§ YOUR ASSIGNMENT
Return every line of the records that includes the string "water".

§ Dataset items
---------------

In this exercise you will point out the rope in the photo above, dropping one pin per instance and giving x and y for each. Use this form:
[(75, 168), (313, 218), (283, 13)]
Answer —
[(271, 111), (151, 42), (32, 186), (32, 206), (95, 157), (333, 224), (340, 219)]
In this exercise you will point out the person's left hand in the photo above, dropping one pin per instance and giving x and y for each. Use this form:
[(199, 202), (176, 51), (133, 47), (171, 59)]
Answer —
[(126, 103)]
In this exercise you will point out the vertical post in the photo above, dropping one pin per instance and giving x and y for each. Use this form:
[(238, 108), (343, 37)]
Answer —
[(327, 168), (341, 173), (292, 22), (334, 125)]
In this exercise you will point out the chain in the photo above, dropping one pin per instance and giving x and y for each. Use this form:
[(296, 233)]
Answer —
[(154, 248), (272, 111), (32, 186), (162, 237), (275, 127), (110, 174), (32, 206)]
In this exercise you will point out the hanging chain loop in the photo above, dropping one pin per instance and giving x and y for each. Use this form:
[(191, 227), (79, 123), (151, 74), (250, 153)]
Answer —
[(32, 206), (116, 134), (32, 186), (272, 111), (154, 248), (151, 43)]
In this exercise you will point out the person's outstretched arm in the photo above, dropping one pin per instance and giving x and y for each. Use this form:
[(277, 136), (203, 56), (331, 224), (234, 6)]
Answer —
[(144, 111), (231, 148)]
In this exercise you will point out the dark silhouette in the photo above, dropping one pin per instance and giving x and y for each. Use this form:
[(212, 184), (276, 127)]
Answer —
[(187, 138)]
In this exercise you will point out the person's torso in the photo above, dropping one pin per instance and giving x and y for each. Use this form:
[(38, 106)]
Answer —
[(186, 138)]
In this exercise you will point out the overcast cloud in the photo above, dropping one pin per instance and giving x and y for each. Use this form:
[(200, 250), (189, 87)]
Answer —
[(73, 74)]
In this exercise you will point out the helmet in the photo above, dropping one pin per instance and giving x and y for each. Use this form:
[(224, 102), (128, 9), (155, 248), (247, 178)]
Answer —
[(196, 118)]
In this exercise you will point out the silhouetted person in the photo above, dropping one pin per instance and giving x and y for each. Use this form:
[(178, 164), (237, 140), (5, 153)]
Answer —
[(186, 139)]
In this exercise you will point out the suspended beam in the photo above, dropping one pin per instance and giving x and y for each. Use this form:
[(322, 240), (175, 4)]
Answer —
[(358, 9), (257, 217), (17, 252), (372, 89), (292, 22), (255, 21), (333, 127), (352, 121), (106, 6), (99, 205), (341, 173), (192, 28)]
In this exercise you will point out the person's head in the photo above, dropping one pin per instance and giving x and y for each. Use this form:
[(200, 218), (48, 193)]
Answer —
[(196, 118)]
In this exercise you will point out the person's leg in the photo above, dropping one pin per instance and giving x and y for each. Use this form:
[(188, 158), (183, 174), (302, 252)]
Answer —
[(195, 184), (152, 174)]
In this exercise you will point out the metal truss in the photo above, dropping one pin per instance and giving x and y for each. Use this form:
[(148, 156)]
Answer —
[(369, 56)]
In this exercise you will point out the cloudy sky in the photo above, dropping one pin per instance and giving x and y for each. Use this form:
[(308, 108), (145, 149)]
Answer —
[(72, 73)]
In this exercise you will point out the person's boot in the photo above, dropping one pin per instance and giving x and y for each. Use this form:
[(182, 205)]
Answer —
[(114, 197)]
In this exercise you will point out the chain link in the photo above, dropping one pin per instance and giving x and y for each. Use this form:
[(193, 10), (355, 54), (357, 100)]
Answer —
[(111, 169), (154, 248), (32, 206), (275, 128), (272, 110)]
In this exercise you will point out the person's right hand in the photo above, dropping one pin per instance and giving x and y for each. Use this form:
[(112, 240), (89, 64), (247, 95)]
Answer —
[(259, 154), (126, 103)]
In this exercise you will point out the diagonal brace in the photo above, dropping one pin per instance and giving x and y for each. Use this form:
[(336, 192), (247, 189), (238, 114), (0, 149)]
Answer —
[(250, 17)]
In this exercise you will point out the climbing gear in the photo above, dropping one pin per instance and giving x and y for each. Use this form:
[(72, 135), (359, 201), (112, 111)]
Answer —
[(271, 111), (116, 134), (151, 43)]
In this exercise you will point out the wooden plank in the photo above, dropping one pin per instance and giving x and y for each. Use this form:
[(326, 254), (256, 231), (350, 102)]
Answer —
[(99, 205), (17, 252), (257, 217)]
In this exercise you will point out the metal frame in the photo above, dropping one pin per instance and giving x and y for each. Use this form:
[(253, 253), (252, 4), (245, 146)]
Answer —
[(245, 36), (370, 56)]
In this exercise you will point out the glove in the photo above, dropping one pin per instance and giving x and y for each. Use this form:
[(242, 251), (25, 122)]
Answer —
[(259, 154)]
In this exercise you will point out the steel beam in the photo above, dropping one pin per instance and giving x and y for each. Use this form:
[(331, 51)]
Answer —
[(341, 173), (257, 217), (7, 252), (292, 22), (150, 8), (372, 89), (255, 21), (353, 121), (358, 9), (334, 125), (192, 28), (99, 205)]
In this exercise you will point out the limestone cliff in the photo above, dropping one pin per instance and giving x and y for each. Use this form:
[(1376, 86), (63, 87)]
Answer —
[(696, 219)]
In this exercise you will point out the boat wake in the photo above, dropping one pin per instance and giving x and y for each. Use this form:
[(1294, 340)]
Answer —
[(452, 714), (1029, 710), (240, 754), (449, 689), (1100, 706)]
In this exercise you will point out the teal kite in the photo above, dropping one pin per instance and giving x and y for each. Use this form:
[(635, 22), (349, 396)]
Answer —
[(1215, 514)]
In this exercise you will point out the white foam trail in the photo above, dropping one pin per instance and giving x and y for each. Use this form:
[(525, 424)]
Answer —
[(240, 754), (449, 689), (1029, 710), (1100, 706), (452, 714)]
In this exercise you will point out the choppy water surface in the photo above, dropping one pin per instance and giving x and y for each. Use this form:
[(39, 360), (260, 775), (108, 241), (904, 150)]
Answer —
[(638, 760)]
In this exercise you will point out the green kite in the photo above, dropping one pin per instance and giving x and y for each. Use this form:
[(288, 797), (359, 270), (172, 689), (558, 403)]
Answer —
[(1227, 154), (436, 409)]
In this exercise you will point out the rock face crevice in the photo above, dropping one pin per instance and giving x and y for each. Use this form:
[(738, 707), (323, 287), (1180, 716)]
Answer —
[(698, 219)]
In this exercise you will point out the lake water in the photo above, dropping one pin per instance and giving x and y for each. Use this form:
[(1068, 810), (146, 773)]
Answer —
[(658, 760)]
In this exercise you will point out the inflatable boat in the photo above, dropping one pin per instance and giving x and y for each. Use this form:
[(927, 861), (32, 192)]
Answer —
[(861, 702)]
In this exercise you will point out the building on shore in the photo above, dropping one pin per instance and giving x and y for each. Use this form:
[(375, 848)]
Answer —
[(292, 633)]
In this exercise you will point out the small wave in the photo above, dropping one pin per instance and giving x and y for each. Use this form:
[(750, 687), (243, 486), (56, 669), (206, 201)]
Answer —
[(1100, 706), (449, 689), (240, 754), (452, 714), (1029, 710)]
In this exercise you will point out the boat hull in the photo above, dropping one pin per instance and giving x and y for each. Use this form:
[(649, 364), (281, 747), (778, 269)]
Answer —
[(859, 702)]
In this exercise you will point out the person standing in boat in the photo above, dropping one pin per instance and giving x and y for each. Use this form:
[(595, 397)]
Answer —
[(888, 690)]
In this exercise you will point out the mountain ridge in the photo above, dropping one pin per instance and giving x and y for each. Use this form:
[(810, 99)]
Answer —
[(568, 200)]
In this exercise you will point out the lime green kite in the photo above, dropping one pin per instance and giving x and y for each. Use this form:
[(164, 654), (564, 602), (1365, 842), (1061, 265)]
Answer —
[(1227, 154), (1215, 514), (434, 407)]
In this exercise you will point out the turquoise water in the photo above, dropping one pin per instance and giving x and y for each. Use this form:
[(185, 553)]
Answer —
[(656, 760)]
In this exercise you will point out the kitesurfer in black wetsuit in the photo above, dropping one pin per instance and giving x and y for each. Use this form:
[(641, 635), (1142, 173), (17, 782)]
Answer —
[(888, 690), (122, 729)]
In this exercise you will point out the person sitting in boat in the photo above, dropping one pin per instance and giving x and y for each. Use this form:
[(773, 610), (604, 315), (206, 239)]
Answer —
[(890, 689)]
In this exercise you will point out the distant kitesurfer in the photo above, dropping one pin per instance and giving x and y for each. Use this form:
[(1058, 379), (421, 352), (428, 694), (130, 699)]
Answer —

---------------

§ SOLUTION
In this exercise you will point out the choppy water surface in the photo above, dropping one pin per instance and giving x and y for each. Use this form:
In this exercise you will point out the lake water in the photo above, dropping one pin per instance and giving x and y for each. Use this form:
In this exercise you will point out the turquoise water in the photo above, dropping one pin per instance and giving x and y for each. Use this form:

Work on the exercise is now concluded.